[Exercise aim]
In the part that opens with the line containing "Category: bush" and closes with the line containing "pixel 595 279", change "plastic bag" to "shopping bag" and give those rows again, leaving everything else unchanged.

[Input material]
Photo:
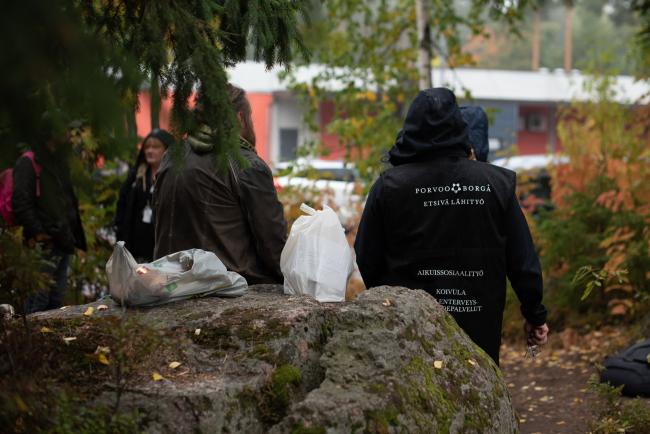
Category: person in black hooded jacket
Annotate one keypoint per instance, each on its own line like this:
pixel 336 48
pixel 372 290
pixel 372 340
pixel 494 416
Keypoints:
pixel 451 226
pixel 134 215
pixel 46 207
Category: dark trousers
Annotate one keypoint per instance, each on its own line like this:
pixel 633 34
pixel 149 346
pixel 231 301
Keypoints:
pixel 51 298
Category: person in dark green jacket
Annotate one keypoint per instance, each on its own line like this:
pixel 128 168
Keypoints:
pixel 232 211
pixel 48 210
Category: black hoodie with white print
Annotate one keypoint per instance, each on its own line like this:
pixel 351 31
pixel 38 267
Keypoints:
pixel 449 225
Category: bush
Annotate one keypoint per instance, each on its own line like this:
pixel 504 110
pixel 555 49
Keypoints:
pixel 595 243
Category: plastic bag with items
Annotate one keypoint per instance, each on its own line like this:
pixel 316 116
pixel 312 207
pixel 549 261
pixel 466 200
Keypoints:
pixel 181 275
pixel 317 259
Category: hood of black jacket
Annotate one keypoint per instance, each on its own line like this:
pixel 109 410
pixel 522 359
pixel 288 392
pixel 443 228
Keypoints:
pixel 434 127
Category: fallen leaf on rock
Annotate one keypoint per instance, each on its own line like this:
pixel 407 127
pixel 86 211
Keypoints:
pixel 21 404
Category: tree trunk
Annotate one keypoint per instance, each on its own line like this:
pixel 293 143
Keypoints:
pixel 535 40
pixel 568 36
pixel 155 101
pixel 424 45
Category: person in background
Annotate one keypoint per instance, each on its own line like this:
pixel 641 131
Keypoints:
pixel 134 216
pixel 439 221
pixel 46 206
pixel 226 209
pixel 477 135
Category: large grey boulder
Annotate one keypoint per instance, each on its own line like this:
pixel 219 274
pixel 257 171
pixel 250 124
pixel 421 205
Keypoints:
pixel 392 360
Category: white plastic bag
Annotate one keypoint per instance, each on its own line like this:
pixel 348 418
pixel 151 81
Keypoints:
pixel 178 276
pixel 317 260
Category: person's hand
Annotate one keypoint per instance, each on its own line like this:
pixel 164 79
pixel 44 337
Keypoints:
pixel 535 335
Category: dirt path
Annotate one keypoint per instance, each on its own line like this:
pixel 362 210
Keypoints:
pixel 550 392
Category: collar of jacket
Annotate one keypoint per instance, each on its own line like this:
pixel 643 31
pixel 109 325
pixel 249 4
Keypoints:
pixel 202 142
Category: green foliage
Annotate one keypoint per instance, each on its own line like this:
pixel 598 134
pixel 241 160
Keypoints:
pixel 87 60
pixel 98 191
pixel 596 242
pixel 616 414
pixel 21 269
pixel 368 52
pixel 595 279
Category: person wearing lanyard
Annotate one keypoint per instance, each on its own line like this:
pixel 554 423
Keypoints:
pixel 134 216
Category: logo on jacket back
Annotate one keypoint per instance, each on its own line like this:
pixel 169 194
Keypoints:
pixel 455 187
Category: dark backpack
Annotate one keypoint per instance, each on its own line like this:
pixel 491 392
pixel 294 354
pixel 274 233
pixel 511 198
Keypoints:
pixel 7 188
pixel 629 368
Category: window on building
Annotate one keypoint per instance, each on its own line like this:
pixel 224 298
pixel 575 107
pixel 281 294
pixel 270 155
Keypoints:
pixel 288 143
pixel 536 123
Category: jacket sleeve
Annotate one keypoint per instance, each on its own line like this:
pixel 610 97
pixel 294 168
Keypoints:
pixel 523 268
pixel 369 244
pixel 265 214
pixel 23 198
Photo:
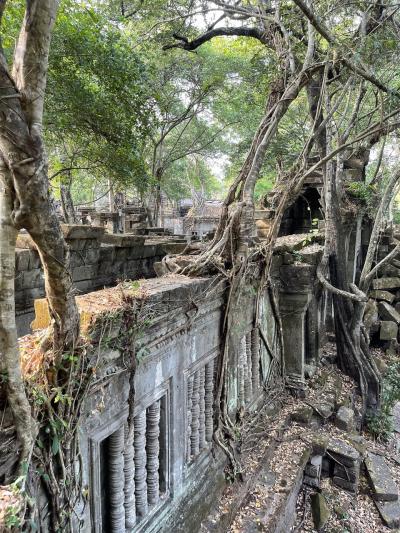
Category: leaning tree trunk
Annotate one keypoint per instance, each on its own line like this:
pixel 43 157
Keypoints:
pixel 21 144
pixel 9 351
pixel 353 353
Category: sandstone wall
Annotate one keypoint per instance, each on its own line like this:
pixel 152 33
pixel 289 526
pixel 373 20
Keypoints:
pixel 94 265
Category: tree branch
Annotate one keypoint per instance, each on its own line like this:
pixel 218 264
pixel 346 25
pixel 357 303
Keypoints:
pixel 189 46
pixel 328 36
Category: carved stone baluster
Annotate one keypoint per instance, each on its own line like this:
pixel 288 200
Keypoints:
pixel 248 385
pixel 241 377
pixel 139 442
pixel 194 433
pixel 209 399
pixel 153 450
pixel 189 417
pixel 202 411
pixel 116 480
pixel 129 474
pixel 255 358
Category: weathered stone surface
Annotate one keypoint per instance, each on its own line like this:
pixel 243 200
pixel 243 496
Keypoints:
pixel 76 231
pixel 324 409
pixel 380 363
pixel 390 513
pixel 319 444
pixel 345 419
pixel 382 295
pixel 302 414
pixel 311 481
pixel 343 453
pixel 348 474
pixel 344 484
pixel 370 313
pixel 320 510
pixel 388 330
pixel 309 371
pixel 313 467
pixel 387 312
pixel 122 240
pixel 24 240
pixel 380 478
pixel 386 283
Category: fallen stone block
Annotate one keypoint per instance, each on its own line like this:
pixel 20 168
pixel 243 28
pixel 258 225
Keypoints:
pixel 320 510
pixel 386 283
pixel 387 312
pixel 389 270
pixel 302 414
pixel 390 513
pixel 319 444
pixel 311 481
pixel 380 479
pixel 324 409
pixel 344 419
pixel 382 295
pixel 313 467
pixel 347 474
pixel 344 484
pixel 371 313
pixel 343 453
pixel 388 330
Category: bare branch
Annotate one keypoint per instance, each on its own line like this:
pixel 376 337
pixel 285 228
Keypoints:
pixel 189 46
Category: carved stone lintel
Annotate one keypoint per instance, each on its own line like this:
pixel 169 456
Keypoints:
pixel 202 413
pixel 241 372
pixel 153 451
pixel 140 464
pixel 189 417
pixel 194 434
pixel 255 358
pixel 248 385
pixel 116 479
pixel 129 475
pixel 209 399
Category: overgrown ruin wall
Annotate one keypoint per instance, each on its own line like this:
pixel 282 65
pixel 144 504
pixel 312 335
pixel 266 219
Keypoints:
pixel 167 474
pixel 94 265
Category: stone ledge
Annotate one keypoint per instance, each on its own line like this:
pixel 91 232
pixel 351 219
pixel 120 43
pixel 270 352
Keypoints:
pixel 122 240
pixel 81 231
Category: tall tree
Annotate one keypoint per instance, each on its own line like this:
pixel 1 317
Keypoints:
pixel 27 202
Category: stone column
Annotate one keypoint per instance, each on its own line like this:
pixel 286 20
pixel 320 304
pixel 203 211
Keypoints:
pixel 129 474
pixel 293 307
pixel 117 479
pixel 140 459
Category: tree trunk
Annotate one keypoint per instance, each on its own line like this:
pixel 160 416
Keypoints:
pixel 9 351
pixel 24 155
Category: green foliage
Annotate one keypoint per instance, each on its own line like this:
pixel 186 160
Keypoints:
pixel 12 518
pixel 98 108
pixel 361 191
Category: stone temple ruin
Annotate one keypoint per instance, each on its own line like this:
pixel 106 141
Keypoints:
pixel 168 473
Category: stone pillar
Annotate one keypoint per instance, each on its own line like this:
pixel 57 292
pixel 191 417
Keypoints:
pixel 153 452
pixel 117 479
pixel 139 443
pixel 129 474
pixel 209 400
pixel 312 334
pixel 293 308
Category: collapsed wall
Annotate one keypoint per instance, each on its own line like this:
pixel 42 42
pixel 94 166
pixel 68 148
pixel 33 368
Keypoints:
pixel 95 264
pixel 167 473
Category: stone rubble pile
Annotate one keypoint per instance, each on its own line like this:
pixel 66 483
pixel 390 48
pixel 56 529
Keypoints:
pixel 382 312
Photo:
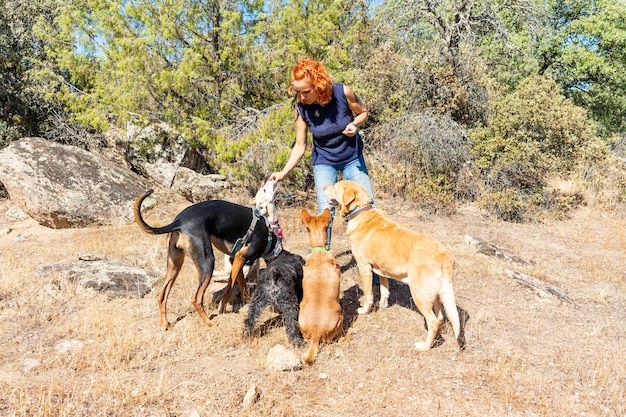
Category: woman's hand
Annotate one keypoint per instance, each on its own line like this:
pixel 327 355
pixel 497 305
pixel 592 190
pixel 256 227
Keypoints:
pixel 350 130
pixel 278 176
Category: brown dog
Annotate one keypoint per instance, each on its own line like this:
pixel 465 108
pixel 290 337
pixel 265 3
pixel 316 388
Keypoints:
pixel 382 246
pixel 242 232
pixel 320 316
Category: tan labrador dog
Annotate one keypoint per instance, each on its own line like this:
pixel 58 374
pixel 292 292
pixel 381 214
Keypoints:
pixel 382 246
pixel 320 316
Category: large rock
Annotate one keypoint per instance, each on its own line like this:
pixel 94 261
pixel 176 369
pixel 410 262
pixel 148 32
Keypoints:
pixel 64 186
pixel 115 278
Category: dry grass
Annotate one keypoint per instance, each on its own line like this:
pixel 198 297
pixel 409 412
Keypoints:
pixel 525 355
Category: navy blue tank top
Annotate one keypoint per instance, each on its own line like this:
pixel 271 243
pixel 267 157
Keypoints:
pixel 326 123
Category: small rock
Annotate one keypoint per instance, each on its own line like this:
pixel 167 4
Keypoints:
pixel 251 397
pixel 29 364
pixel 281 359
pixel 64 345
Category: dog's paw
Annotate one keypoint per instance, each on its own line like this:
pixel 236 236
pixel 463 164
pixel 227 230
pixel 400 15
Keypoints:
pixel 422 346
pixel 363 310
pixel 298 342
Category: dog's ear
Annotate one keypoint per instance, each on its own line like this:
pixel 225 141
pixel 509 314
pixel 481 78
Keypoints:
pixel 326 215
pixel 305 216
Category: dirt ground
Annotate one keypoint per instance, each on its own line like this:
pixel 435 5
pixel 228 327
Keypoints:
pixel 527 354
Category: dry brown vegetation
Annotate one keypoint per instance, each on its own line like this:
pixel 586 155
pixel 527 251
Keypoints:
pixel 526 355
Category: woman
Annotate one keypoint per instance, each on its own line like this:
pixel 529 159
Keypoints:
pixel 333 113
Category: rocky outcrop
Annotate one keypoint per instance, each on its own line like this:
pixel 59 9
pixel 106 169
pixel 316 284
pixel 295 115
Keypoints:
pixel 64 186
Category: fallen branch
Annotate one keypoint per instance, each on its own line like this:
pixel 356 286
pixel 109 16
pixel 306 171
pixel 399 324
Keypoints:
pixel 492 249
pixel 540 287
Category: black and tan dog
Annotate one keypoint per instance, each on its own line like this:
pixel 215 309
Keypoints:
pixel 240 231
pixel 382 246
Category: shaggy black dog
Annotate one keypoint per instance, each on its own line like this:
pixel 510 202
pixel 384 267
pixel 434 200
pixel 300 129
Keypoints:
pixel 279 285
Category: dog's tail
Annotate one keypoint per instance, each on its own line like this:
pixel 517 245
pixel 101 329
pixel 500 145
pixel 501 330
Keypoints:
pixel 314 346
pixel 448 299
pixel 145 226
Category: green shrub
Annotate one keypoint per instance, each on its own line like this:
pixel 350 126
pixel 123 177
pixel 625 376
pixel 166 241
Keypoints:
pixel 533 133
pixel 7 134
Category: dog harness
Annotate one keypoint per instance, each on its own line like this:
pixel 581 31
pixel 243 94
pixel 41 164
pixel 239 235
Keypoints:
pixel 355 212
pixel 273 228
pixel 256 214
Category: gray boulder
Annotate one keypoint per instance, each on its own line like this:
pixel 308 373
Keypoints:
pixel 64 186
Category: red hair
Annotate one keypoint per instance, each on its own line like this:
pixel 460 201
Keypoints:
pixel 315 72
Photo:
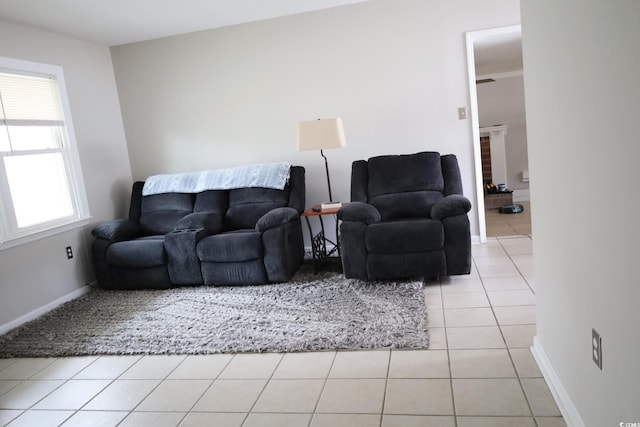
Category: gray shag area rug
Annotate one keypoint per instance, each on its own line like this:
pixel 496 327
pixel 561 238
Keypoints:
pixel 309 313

[Written solution]
Category: bush
Annotate one keypoint per instance, each on its own line like this:
pixel 504 110
pixel 555 49
Keypoints:
pixel 595 243
Category: shopping bag with items
Annotate one keypoint per instance, each on its own line like this:
pixel 316 116
pixel 312 207
pixel 549 261
pixel 466 200
Keypoints:
pixel 181 275
pixel 317 259
Category: hood of black jacket
Annotate one keypoint per instance, each on its own line like this:
pixel 109 410
pixel 522 359
pixel 288 392
pixel 443 228
Keypoints:
pixel 434 127
Category: fallen leaf on rock
Annotate one keypoint per instance, each on its own line like this:
pixel 407 127
pixel 86 211
Keypoints:
pixel 21 404
Category: tree trunk
Annotate one keypoint per instance, each on its own line like this:
pixel 293 143
Keypoints:
pixel 535 40
pixel 568 36
pixel 155 101
pixel 424 45
Category: person in background
Annotate one keypoint per instance, each on its own line like this:
pixel 641 131
Keypoints:
pixel 134 216
pixel 439 221
pixel 46 206
pixel 226 209
pixel 477 135
Category: large grey boulder
Annotate one keypoint per instance, each on its own line like this:
pixel 219 274
pixel 257 171
pixel 250 124
pixel 421 205
Keypoints:
pixel 392 360
Category: white shopping bag
Annotate one keypoint per instance, each on its own line like this:
pixel 348 418
pixel 151 81
Keypoints:
pixel 178 276
pixel 317 260
Category: person's hand
Annotate one keypoint per instance, each on its own line like this:
pixel 164 79
pixel 44 337
Keypoints:
pixel 535 335
Category: dirt path
Annotate one keypoint per instance, each on its own line like this:
pixel 362 210
Keypoints:
pixel 550 392
Category: collar of jacket
Annotate one keypoint per instance, each on its own line like this:
pixel 643 31
pixel 109 325
pixel 249 4
Keypoints:
pixel 202 142
Category: green foliage
Annotate one keypoint per instance, each on its own line like this:
pixel 598 134
pixel 241 160
Keypoints:
pixel 87 60
pixel 98 191
pixel 596 242
pixel 616 414
pixel 21 269
pixel 368 52
pixel 595 279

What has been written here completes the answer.